[DATASET ROWS]
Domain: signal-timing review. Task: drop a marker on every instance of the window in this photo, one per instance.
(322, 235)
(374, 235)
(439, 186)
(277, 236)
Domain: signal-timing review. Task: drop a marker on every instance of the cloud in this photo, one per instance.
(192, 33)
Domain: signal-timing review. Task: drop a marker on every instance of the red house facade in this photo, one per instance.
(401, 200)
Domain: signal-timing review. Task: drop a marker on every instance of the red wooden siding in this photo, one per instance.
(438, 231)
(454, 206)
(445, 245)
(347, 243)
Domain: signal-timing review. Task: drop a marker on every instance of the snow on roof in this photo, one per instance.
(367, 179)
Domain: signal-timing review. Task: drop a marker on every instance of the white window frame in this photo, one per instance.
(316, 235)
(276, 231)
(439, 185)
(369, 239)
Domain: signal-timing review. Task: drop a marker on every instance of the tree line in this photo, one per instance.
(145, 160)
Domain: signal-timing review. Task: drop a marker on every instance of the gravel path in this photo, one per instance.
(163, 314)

[TASK PROMPT]
Extract every one of the lines above, reproducing each one word for word.

[COMPLETE OUTPUT]
Domain: signal-timing review. Task: drop a marker on every instance of the window in this photo, one per instance.
(322, 235)
(374, 235)
(439, 186)
(277, 236)
Domain: signal-timing review. Task: drop a marker on every instance of the cloud in this photo, one per instance.
(192, 33)
Domain: signal-timing review. Task: drop a marker on every instance of the red house facade in this photo, one per instance.
(401, 200)
Domain: signal-timing review. Task: drop a marker on every instance of the red wooden siding in this photo, one per instance.
(438, 231)
(454, 206)
(445, 245)
(347, 243)
Domain: signal-timing review. Task: drop a marker on every instance of the snow on roof in this photo, one per instance.
(367, 179)
Domain: signal-timing review. Task: drop a marker on every instance of the white window frame in this photo, one per instance.
(316, 235)
(276, 231)
(439, 185)
(369, 239)
Domain: signal-timing review. Task: drop a marker on every instance of the tree line in this photo, one per instance.
(145, 160)
Domain: signal-timing review. Task: drop a marker on every instance of the gravel path in this photo, one per instance.
(163, 314)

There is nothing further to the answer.